> _Records to use_
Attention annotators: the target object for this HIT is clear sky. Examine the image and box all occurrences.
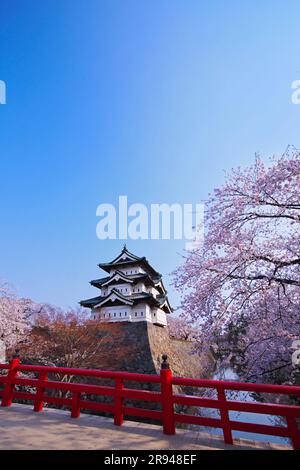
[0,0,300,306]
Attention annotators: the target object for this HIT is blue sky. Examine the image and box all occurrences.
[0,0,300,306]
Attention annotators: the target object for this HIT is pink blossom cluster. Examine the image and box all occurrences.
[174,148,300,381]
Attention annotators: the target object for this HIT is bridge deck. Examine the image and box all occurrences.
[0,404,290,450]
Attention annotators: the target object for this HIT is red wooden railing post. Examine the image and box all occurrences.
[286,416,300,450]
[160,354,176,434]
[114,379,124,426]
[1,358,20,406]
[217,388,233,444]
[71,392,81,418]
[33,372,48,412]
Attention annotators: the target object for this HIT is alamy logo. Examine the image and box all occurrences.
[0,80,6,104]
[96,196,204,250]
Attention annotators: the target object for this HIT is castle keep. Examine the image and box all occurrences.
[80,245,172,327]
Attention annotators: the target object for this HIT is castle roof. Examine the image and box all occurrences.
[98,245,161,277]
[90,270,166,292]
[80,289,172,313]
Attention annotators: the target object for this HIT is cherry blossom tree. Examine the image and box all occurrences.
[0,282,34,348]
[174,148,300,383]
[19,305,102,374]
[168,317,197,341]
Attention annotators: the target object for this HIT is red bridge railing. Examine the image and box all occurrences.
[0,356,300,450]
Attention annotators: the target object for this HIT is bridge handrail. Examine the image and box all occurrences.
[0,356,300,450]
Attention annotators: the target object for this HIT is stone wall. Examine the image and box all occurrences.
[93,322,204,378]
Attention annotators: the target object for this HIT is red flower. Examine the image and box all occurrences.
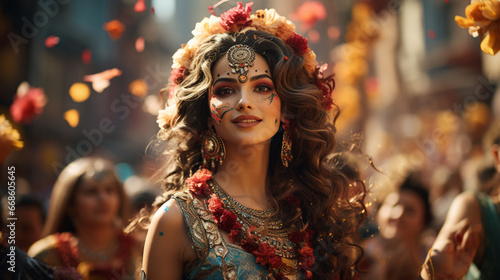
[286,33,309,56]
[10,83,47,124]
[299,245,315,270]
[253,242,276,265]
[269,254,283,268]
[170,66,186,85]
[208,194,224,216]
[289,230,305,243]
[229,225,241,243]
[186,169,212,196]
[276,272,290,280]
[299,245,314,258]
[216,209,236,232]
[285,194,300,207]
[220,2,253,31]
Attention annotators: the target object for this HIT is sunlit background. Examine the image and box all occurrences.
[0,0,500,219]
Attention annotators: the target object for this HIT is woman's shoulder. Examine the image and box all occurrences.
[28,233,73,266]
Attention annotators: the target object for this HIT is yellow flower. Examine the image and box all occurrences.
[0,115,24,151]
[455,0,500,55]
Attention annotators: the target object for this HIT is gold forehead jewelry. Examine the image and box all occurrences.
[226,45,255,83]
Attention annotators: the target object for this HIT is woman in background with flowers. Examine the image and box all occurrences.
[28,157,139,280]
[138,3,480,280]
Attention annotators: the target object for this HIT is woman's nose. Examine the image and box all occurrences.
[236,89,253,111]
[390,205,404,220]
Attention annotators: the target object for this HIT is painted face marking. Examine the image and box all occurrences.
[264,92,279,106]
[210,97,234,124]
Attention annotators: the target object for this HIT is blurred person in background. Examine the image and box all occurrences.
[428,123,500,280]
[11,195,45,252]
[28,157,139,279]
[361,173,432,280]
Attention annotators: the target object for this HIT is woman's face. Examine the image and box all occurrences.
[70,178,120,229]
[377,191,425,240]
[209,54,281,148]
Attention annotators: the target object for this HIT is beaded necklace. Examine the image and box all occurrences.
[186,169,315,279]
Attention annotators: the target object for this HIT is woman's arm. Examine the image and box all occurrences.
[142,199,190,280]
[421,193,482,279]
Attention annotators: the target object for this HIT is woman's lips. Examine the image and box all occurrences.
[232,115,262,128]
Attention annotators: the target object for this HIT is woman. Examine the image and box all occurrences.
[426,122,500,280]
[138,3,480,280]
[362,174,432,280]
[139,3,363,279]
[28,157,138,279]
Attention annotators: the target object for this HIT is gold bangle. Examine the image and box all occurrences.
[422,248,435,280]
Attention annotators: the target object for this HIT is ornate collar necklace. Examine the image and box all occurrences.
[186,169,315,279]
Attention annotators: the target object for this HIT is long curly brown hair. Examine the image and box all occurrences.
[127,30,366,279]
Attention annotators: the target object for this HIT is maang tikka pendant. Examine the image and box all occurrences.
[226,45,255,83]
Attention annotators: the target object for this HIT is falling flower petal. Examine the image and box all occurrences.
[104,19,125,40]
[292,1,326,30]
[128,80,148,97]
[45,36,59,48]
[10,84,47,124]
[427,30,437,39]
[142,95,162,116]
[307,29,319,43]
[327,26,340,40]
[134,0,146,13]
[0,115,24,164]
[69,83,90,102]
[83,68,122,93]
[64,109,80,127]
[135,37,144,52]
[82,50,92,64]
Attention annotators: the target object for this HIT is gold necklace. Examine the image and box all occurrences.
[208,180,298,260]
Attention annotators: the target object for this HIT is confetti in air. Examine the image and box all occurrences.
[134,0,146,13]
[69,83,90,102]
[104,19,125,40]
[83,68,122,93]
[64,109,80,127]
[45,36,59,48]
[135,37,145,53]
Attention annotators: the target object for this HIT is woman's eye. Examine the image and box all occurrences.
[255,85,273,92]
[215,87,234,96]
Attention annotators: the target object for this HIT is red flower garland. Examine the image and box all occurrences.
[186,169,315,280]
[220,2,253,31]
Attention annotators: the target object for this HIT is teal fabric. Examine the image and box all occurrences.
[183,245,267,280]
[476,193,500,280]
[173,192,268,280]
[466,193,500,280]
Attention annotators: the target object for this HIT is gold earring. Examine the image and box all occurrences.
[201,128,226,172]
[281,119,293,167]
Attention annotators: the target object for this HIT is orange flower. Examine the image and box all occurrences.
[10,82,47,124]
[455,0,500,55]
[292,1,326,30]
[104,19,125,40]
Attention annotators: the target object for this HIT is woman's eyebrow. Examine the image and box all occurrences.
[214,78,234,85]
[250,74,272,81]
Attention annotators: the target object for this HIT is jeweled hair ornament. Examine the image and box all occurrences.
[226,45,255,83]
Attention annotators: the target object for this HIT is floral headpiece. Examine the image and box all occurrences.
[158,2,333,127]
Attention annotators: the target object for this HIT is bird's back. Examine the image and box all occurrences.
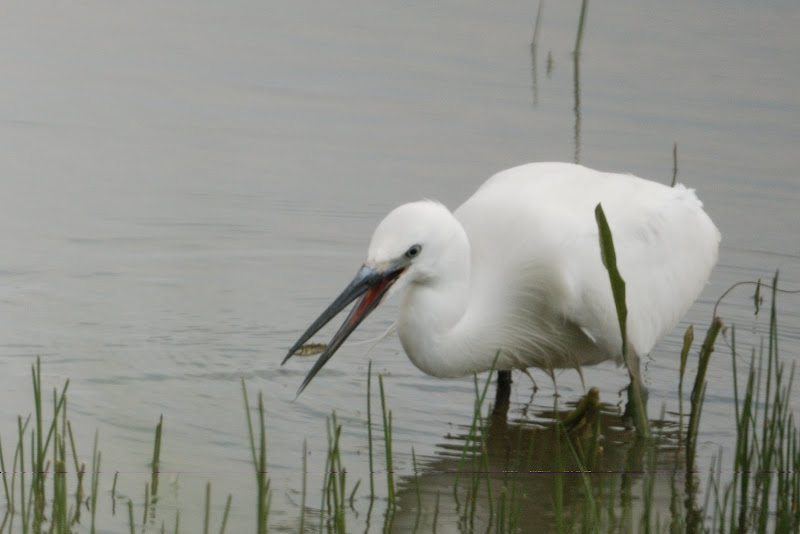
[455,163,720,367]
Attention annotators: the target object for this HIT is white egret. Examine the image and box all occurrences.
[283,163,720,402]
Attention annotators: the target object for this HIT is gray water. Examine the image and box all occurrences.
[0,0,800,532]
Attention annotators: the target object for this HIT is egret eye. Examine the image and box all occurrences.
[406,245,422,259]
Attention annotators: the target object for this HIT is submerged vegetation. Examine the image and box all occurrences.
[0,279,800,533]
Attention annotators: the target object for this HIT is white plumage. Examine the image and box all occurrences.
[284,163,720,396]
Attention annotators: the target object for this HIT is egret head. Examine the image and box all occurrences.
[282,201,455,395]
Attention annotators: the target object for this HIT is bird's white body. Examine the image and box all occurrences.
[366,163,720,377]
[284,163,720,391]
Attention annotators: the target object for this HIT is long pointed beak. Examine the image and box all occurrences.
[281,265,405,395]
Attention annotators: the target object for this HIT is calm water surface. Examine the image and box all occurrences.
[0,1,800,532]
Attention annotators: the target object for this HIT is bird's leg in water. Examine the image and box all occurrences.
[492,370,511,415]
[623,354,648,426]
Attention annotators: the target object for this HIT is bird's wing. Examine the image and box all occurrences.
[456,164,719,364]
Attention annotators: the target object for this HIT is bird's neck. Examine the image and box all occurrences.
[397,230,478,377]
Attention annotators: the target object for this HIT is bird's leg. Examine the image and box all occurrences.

> _Exercise brief_
Which lines above contain the word "necklace"? Pull out each of them and copy it in full.

> _Solution to this exercise_
Attention annotators: the target object for this HIT is beaded necklace. Examine the image and box all occurrences.
Attention annotators: the target object for this HIT is ornate collar necklace. Examine the image and box all occurrences.
Attention annotators: the target object for this HIT is gold necklace. Examine the image and box all occurrences.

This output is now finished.